## DOCUMENT TEXT
Cinco de Mayo is the new St. Patrick’s Day

And Mexicans are the new Irish.

Growing up in Texas I always had trouble keeping Cinco de Mayo and Diez y Seis straight. To my mind the former was in commemoration of a colonial event, the defeat of Spain maybe, and the latter marked the date of the Mexican Revolution. Or maybe I had it backwards? And while Diez y Seis might warrant a baile folklorico demonstration or a performance from the high school mariachi band in the state capital, Cinco de Mayo was marked by the ritual of going out to a Mexican restaurant for dinner.

In college in Florida the Caribbean immigrants and the children of immigrants I came to know were just learning about Mexican American culture, so the observation of Cinco de Mayo was novel to them. All we needed was an excuse to drink margaritas and we were on our way! By the time I got to North Carolina for grad school the holiday had gone mainstream. I couldn’t help but be a little bit proud, like when salsa surpassed ketchup as America’s number one condiment. Imagine my joy when I learned that the 2005 annual meeting of SANA and CASCA would be held at UADY in Merida over Cinco de Mayo. AMAZEBALLS!! Spend Cinco de Mayo in Mexico? Hells to the yeah!

It turns out Mexicans don’t really give a shit about Cinco de Mayo.

I did host a party. All my peops from SANA were there. I have photos of people wearing hats that they shouldn’t be wearing. But this is not the place for that, now is it? Yet even though the party was a success, even though that moment of negotiating an enormous bar tab is probably the crowning achievement of my use of the Spanish language, I was still secretly disappointed because that’s when I learned that Cinco de Mayo is actually an American holiday. Sure, its important in Puebla where the historic battle was actually fought but otherwise its mostly a tourist thing.

As an American holiday Cinco de Mayo is doing some important work bringing Hispanics greater visibility, negotiating their acculturation into mainstream pop culture, and selling a lot of Corona beer and tacky t-shirts. In these respects its somewhat similar to St. Patrick’s Day.

Now I realize that St. Patrick’s Day is a global holiday and that it holds a sacred place on some religious calendars. What I’m talking about here is the way the holiday is typically observed in the United States, either as a moment of ethnic pride or an excuse to drink Guinness and Jameson. There is of course the unfortunate stereotype of the Irish drunk and all those decades the Irish spent on the bottom rung of acceptable society, but hey, let’s not bring that up tonight. Tonight we’re going to have fun!

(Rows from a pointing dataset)
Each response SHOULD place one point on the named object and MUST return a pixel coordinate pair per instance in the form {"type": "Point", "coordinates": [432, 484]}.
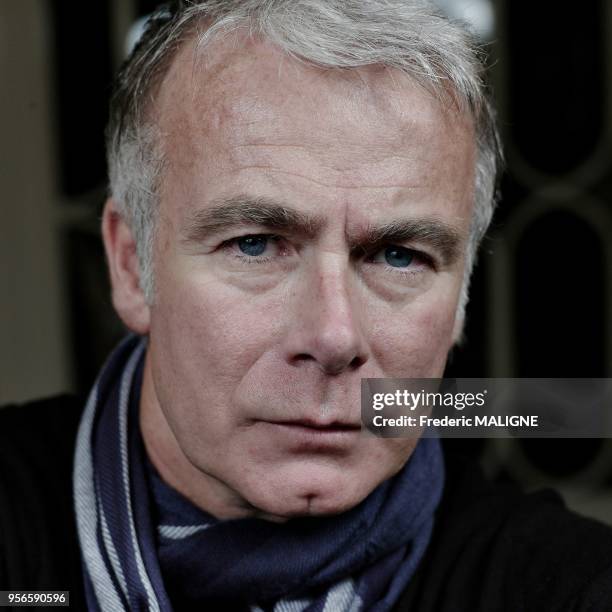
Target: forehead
{"type": "Point", "coordinates": [244, 104]}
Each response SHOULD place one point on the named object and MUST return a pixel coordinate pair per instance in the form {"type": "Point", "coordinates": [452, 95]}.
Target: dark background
{"type": "Point", "coordinates": [540, 302]}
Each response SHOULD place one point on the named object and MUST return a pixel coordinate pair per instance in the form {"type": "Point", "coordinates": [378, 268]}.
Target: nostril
{"type": "Point", "coordinates": [356, 362]}
{"type": "Point", "coordinates": [303, 357]}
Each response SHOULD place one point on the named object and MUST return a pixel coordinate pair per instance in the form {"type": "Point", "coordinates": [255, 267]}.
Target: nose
{"type": "Point", "coordinates": [326, 327]}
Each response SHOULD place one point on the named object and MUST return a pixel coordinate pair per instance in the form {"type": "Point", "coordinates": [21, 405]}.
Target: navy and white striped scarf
{"type": "Point", "coordinates": [359, 560]}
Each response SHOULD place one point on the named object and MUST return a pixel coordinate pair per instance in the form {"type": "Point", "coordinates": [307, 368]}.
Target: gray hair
{"type": "Point", "coordinates": [407, 35]}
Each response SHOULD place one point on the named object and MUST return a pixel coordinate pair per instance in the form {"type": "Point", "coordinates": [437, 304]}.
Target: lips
{"type": "Point", "coordinates": [331, 427]}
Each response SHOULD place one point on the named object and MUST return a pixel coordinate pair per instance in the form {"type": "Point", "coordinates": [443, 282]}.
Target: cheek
{"type": "Point", "coordinates": [415, 342]}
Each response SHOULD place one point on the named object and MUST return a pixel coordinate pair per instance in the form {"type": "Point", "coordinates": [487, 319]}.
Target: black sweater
{"type": "Point", "coordinates": [493, 548]}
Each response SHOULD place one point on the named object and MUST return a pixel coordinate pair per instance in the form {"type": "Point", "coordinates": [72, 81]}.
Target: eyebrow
{"type": "Point", "coordinates": [225, 213]}
{"type": "Point", "coordinates": [442, 237]}
{"type": "Point", "coordinates": [244, 210]}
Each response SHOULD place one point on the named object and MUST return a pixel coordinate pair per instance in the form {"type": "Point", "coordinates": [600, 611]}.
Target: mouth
{"type": "Point", "coordinates": [317, 426]}
{"type": "Point", "coordinates": [312, 436]}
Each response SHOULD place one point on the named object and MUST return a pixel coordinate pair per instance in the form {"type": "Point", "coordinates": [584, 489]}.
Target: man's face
{"type": "Point", "coordinates": [312, 233]}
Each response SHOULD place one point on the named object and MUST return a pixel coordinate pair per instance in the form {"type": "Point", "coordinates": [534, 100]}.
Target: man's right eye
{"type": "Point", "coordinates": [253, 245]}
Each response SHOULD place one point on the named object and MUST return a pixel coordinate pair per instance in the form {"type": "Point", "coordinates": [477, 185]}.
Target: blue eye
{"type": "Point", "coordinates": [398, 257]}
{"type": "Point", "coordinates": [253, 245]}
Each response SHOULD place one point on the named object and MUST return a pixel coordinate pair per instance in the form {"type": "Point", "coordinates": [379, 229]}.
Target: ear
{"type": "Point", "coordinates": [128, 298]}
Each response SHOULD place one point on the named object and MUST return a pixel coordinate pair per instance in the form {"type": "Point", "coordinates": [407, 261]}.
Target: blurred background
{"type": "Point", "coordinates": [541, 298]}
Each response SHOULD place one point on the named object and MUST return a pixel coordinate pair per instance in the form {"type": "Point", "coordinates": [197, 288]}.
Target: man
{"type": "Point", "coordinates": [298, 189]}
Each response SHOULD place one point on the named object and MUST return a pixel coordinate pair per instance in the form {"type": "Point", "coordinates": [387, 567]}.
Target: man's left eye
{"type": "Point", "coordinates": [395, 256]}
{"type": "Point", "coordinates": [253, 245]}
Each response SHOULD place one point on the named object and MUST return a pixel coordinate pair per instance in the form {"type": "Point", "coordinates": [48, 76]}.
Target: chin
{"type": "Point", "coordinates": [312, 492]}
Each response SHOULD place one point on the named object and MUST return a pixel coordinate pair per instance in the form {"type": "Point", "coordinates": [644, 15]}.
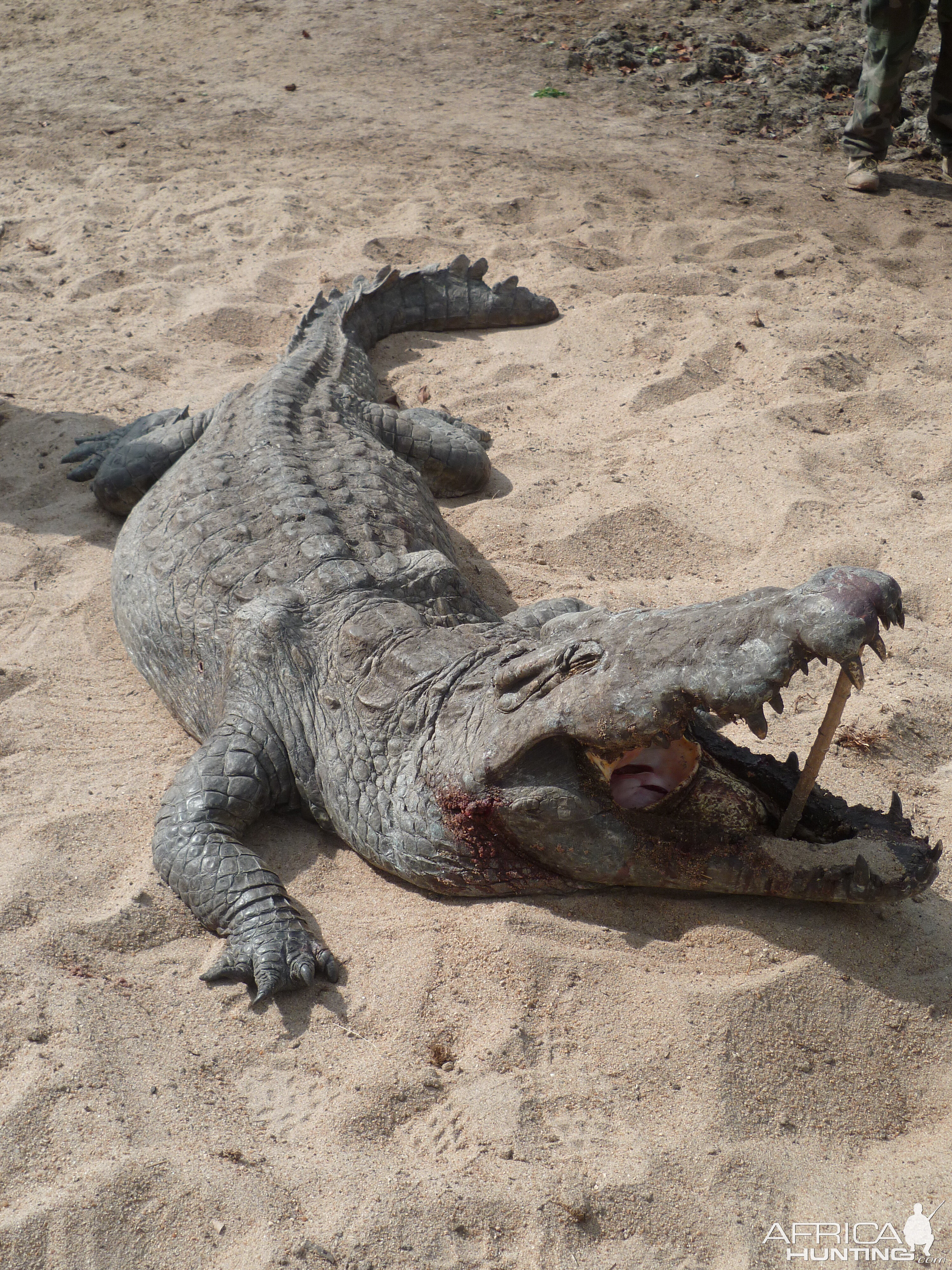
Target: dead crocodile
{"type": "Point", "coordinates": [288, 586]}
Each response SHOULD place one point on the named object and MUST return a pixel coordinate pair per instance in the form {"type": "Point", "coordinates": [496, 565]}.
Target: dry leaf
{"type": "Point", "coordinates": [863, 740]}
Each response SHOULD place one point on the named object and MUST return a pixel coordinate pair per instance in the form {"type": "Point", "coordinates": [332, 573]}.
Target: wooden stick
{"type": "Point", "coordinates": [812, 769]}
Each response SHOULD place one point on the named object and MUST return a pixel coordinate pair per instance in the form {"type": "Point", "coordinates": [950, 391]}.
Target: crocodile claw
{"type": "Point", "coordinates": [274, 958]}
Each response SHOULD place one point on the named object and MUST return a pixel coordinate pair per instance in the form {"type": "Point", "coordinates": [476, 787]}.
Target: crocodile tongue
{"type": "Point", "coordinates": [644, 778]}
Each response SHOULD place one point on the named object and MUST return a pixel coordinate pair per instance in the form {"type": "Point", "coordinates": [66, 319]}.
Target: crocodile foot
{"type": "Point", "coordinates": [274, 957]}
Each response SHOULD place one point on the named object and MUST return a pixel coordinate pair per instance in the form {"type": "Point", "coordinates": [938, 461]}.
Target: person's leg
{"type": "Point", "coordinates": [893, 30]}
{"type": "Point", "coordinates": [941, 104]}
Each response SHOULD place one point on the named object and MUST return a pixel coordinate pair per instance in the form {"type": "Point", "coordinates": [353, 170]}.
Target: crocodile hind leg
{"type": "Point", "coordinates": [534, 618]}
{"type": "Point", "coordinates": [241, 773]}
{"type": "Point", "coordinates": [125, 463]}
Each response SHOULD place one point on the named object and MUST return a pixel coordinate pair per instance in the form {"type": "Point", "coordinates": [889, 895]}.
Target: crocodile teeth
{"type": "Point", "coordinates": [854, 670]}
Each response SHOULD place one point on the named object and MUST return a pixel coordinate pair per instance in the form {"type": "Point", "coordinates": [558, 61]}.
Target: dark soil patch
{"type": "Point", "coordinates": [770, 68]}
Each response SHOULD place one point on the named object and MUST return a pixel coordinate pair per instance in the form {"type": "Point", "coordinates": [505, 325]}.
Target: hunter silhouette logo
{"type": "Point", "coordinates": [918, 1229]}
{"type": "Point", "coordinates": [857, 1241]}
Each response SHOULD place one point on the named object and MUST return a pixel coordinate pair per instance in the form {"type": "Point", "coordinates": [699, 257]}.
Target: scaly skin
{"type": "Point", "coordinates": [288, 586]}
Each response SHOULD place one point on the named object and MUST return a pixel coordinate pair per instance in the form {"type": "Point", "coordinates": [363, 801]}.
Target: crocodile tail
{"type": "Point", "coordinates": [437, 298]}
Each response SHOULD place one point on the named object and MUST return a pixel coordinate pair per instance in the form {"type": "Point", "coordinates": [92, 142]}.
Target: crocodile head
{"type": "Point", "coordinates": [592, 752]}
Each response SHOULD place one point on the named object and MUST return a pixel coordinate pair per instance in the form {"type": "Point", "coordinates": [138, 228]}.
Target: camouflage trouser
{"type": "Point", "coordinates": [893, 30]}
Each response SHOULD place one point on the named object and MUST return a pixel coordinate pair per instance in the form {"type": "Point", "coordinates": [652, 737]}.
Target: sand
{"type": "Point", "coordinates": [607, 1081]}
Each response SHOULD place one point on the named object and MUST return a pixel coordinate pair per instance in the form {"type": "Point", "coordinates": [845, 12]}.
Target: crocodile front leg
{"type": "Point", "coordinates": [242, 772]}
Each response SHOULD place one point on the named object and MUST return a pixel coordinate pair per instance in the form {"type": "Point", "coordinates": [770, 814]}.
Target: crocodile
{"type": "Point", "coordinates": [288, 586]}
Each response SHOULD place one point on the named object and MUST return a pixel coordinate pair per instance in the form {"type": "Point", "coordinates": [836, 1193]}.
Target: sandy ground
{"type": "Point", "coordinates": [624, 1080]}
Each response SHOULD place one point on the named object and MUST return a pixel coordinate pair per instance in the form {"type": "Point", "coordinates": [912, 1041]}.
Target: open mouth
{"type": "Point", "coordinates": [645, 778]}
{"type": "Point", "coordinates": [711, 812]}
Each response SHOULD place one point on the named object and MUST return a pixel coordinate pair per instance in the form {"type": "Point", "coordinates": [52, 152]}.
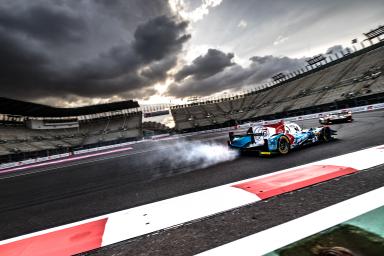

## ACTIONS TO TAKE
• 1. Name every alcoholic drink mentioned in the Cinco de Mayo essay.
• 2. Extend the essay comparing Cinco de Mayo and St. Patrick's Day with a few more paragraphs, starting after its final sentence.

## TASK-BY-TASK RESULTS
• 1. Margaritas, Corona beer, Guinness, and Jameson.

• 2.
Similarly Cinco de Mayo is both a commemoration of the past and a strategic forgetting.

The time when the Irish were despised as the lowest of the low has long since passed. Through generations of acculturation and through marking the boundaries of Black racial difference the Irish became White to paraphrase Noel Ignatiev. St Patrick’s Day helps us put that old history to rest through a healing application of mass quantities of alcohol, Kiss Me I’m Irish t-shirts, and bright green Dollar Store disposable fun. This is perhaps because taking a too sour view of history flies in the face of the whole light-hearted spirit of the holiday.

You don’t even have to be Irish to celebrate it! No one will be checking your ethnic ID at the door, so put on your leprechaun hat and toss back another car bomb. Even if you’re just being ironic playing at ethnicity is part of the fun and makes difference seem less threatening.

Cinco de Mayo does this too.

As a springtime holiday nestled between Easter and Mother’s Day, Cinco de Mayo heralds the coming of summer, the end of the college semester, and the promise of tourist friendly beaches or at least friendly waiters at your local Mexican restaurant. Unlike religious holidays (Easter, Passover), national holidays (4th of July, Thanksgiving), or Hallmark Holidays (Mother’s and Father’s Day, Valentine’s Day), Cinco de Mayo like St Patrick’s Day, New Years Eve, and Halloween is decidedly a “fun” holiday; four days that all offer us a license to behave in ways we wouldn’t ordinarily and to consume ritualized foods and beverages.

Both Cinco de Mayo and St Patrick’s are highly commodified. I think this says something about the way in which one may claim ethnic identity in the United States. If you’re going to be a hyphenated American then you’re going to have to buy something. American capitalism vets ethnic minorities through a ritual of consumerism. What’s interesting is that even if you’re an unhyphenated American then you’re going to buy something too. Maybe that’s where we can find our common ground? In the seasonal aisle at Wal-mart.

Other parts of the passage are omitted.